GEVRAAGDE TAAK:
Kun je de data hieronder bewerken door overal "corrugated metal" te vervangen door "rusted sheet metal" en verder niets te veranderen? Laat de afbeeldingen weg in je antwoord.

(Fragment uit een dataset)
--
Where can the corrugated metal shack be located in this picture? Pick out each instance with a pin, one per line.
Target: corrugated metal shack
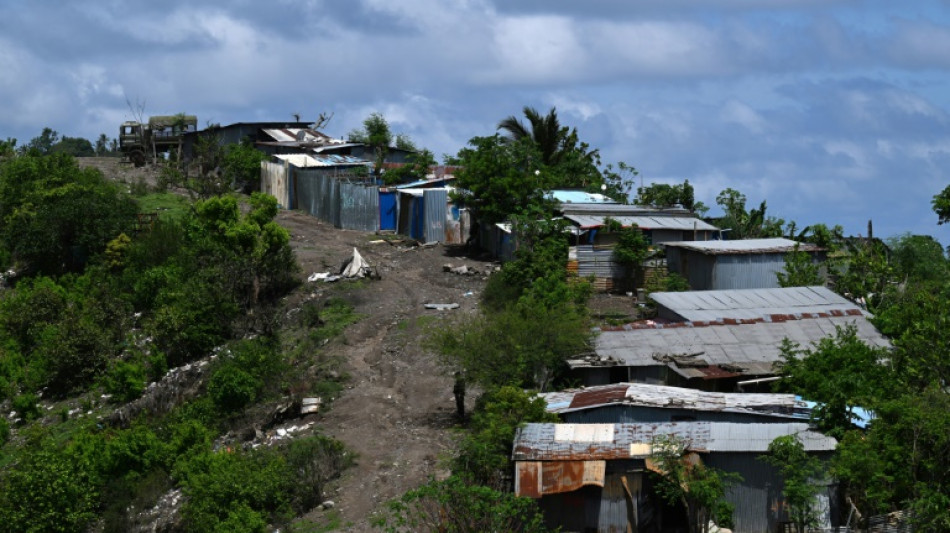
(642, 402)
(592, 254)
(325, 186)
(593, 477)
(741, 264)
(748, 303)
(711, 355)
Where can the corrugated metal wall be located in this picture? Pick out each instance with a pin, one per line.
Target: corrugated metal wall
(436, 201)
(751, 271)
(359, 207)
(318, 194)
(275, 183)
(758, 497)
(697, 268)
(613, 414)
--
RESULTAAT VAN TAAK:
Where can the rusted sheet metal shack be located in this picture? Pick out each instance with a pin, one per line.
Target: rusted sheet metal shack
(642, 402)
(592, 254)
(325, 186)
(593, 477)
(741, 264)
(748, 303)
(711, 355)
Where can the rusted sheet metal wall be located in this picture? Pick out each instance with a pin, one per line.
Target: rusted sheet metal wall
(436, 201)
(751, 271)
(359, 207)
(318, 194)
(275, 183)
(758, 497)
(697, 268)
(613, 414)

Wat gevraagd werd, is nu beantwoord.